* Input data:
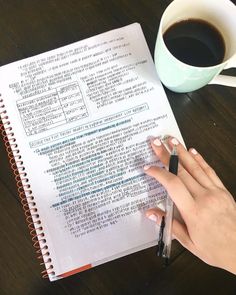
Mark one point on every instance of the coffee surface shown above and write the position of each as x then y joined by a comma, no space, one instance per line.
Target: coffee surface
195,42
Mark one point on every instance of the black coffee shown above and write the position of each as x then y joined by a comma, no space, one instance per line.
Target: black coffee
195,42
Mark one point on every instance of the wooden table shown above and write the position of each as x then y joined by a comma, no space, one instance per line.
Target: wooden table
206,119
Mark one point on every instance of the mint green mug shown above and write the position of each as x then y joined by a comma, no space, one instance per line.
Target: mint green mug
182,77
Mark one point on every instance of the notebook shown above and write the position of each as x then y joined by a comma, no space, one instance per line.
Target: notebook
77,122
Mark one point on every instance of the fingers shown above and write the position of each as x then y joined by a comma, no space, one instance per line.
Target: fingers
175,188
179,230
206,168
162,153
191,165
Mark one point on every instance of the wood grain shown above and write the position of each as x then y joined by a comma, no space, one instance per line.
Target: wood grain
207,121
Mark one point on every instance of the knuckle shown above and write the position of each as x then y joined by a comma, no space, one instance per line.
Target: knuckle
210,170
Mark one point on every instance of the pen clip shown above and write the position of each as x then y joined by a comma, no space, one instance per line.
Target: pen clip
161,245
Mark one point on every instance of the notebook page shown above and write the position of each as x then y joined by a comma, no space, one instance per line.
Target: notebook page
82,116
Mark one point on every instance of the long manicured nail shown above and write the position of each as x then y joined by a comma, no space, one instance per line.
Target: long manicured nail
157,142
193,151
153,217
146,167
174,141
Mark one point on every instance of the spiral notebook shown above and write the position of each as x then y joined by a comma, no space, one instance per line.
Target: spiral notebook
77,123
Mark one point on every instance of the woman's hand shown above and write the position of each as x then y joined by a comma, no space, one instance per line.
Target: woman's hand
206,206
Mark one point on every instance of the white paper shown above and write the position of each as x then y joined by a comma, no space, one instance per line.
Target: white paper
82,116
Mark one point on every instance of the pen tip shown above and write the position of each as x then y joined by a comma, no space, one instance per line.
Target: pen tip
174,151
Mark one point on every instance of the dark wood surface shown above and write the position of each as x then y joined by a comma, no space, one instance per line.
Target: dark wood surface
206,119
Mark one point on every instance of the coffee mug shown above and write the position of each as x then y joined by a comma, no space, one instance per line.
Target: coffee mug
179,76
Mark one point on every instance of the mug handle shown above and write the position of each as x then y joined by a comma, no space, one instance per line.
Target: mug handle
224,79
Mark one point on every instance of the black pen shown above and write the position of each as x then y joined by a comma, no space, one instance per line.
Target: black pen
165,234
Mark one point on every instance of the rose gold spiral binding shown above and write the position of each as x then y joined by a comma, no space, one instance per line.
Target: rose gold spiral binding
25,193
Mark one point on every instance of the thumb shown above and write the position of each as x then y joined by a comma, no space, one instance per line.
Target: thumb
179,230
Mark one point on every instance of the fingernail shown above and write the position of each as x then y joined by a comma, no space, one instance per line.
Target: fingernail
146,167
193,151
157,142
153,217
174,141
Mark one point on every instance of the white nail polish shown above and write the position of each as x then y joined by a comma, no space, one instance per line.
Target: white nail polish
157,142
194,152
146,167
174,141
153,217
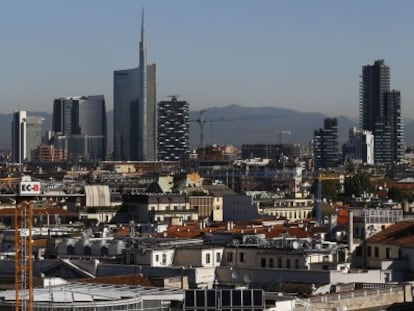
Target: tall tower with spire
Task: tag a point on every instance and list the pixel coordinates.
(135, 109)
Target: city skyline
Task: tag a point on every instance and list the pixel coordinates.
(305, 56)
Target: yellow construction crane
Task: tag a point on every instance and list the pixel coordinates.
(201, 120)
(23, 265)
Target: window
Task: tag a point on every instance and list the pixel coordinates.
(388, 253)
(230, 257)
(218, 257)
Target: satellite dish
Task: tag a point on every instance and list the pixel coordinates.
(295, 245)
(247, 278)
(234, 275)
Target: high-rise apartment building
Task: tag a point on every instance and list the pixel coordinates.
(325, 145)
(79, 125)
(380, 113)
(135, 130)
(173, 130)
(26, 136)
(359, 147)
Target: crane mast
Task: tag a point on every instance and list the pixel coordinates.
(23, 265)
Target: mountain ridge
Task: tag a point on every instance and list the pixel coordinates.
(235, 124)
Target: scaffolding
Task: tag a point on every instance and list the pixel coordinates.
(23, 265)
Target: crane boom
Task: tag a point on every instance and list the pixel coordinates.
(201, 120)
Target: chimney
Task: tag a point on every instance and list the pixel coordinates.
(350, 231)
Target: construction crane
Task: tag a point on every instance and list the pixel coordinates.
(281, 132)
(173, 97)
(23, 265)
(201, 120)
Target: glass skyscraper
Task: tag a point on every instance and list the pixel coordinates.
(79, 125)
(325, 145)
(26, 136)
(380, 113)
(135, 129)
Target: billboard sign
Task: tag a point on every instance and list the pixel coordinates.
(29, 188)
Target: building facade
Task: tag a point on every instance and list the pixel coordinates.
(325, 145)
(359, 147)
(380, 113)
(26, 136)
(135, 130)
(79, 125)
(173, 130)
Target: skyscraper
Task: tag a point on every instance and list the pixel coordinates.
(325, 145)
(26, 136)
(135, 130)
(359, 147)
(79, 124)
(380, 113)
(173, 130)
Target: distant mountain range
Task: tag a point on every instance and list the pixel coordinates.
(236, 125)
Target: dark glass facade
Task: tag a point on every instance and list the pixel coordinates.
(380, 112)
(325, 145)
(79, 124)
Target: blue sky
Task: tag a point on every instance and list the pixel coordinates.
(303, 55)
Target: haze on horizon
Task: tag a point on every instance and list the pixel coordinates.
(301, 55)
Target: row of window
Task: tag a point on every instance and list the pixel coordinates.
(208, 258)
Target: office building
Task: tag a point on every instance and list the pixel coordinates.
(269, 151)
(135, 131)
(359, 147)
(325, 145)
(380, 113)
(26, 136)
(173, 130)
(79, 125)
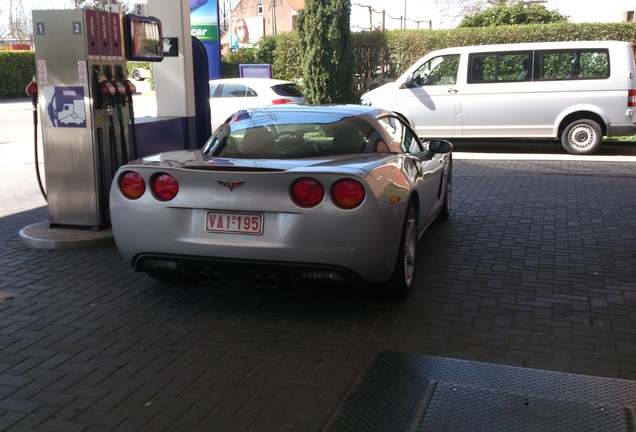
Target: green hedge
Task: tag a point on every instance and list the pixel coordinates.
(16, 70)
(380, 56)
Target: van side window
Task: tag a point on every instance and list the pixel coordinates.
(500, 66)
(573, 64)
(440, 70)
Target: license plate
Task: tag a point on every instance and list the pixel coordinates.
(236, 223)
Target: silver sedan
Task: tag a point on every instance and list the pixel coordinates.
(337, 194)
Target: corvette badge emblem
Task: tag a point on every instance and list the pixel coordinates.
(231, 185)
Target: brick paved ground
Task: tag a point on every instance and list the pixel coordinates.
(535, 268)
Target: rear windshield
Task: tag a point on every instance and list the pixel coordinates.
(349, 135)
(287, 90)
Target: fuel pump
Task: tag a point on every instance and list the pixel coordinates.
(81, 59)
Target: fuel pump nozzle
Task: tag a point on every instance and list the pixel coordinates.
(130, 90)
(32, 90)
(120, 102)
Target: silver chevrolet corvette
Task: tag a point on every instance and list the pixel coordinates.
(287, 193)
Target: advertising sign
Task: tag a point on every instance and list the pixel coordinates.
(204, 25)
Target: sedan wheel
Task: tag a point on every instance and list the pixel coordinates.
(401, 283)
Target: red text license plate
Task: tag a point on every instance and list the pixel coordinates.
(241, 223)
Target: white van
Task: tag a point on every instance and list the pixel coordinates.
(575, 91)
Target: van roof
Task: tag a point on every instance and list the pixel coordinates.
(533, 46)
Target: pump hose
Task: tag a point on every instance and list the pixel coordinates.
(35, 148)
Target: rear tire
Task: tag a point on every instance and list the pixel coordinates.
(448, 195)
(582, 137)
(401, 282)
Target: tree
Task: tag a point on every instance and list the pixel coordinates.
(19, 25)
(326, 51)
(511, 15)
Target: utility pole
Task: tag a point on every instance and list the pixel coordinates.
(273, 7)
(404, 14)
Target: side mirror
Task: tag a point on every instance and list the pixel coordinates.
(408, 83)
(439, 146)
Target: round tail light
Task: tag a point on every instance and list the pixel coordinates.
(347, 193)
(307, 192)
(131, 185)
(165, 187)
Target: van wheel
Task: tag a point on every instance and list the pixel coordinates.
(582, 137)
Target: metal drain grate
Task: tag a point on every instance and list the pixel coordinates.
(405, 392)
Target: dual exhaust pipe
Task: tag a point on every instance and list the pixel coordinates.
(216, 276)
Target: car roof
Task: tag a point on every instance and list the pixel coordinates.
(250, 81)
(344, 110)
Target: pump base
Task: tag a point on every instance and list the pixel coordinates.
(42, 236)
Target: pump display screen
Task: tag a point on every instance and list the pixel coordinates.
(143, 38)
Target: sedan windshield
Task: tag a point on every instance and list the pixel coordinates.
(248, 137)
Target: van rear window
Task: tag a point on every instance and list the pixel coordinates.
(541, 65)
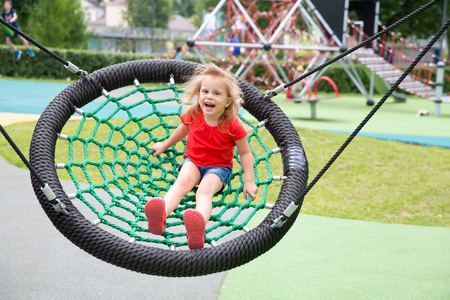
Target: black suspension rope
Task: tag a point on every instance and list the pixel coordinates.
(377, 106)
(280, 220)
(281, 88)
(57, 204)
(21, 156)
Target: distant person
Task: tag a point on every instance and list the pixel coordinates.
(179, 54)
(10, 15)
(210, 19)
(236, 54)
(180, 51)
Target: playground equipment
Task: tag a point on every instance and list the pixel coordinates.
(272, 37)
(153, 260)
(280, 36)
(393, 54)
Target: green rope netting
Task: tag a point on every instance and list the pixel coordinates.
(114, 173)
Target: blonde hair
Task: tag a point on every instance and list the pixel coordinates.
(232, 87)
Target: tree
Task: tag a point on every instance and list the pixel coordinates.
(139, 13)
(58, 23)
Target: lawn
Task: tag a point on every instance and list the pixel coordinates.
(374, 180)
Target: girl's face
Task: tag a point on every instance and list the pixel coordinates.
(213, 98)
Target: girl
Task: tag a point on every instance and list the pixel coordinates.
(212, 129)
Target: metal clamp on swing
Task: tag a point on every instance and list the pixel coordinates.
(57, 204)
(283, 218)
(74, 69)
(274, 92)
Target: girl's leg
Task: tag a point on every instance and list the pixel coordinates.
(188, 177)
(157, 209)
(209, 185)
(195, 219)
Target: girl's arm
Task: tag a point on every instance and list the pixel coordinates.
(245, 153)
(174, 138)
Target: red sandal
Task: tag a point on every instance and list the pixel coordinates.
(195, 228)
(155, 211)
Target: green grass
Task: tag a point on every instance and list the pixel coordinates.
(374, 180)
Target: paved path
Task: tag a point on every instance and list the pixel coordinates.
(37, 262)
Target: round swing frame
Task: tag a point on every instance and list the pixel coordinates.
(147, 259)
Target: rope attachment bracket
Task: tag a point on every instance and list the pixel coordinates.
(74, 69)
(275, 91)
(57, 204)
(292, 207)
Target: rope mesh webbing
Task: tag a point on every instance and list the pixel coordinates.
(114, 172)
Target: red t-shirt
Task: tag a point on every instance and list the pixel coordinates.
(206, 146)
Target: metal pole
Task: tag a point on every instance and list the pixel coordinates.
(444, 18)
(439, 88)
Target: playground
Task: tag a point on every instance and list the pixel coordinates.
(97, 132)
(320, 257)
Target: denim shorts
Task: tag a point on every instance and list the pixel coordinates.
(224, 173)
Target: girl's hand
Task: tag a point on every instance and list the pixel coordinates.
(251, 189)
(158, 148)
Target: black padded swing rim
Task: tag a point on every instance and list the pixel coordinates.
(148, 259)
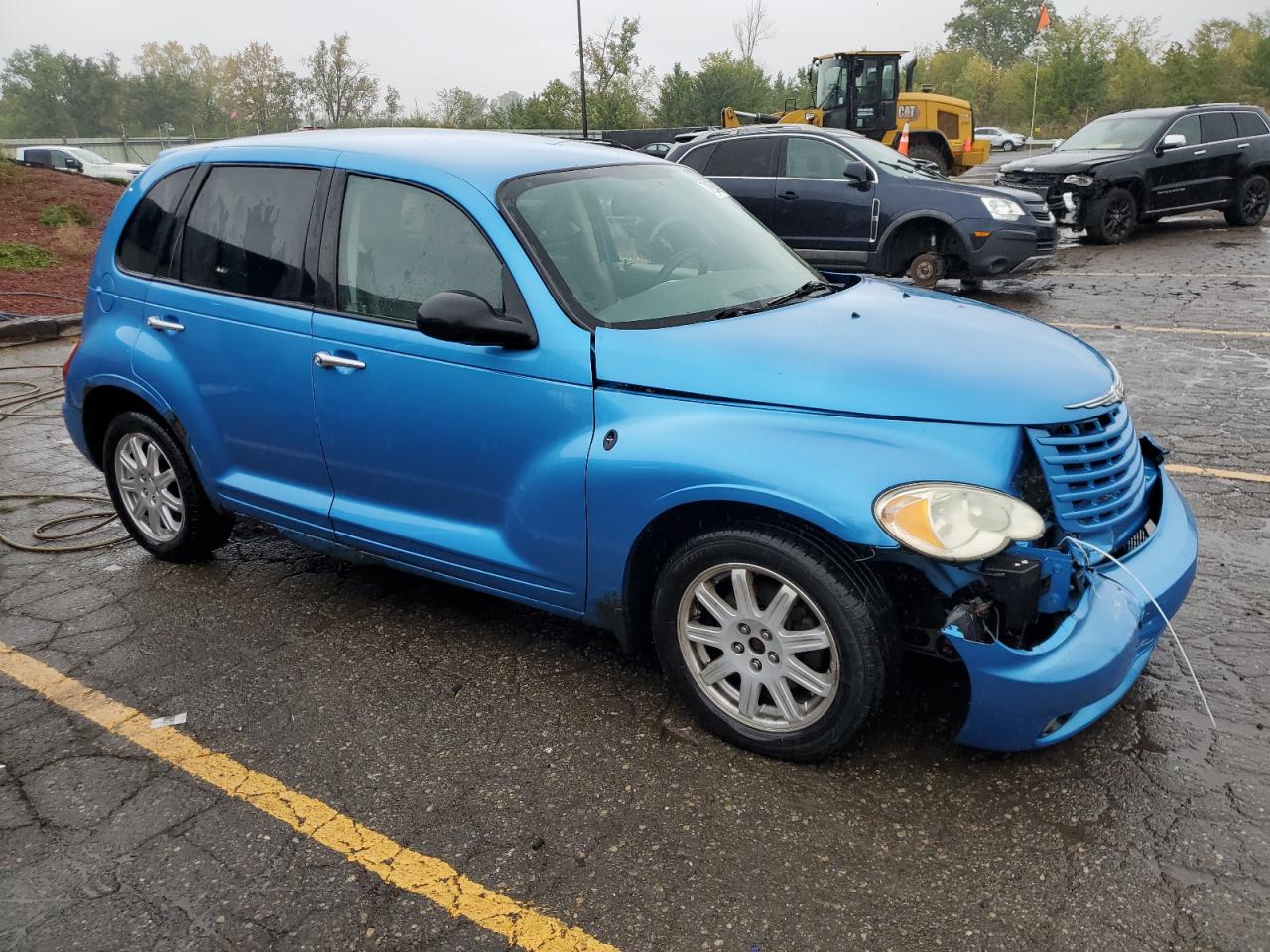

* What the exercise asks: The required answer is each line of the data in which the word "girl" appears.

* Exercise solution:
Target: girl's face
Target: girl
Target: girl's leg
Target: girl's arm
Target: girl's hand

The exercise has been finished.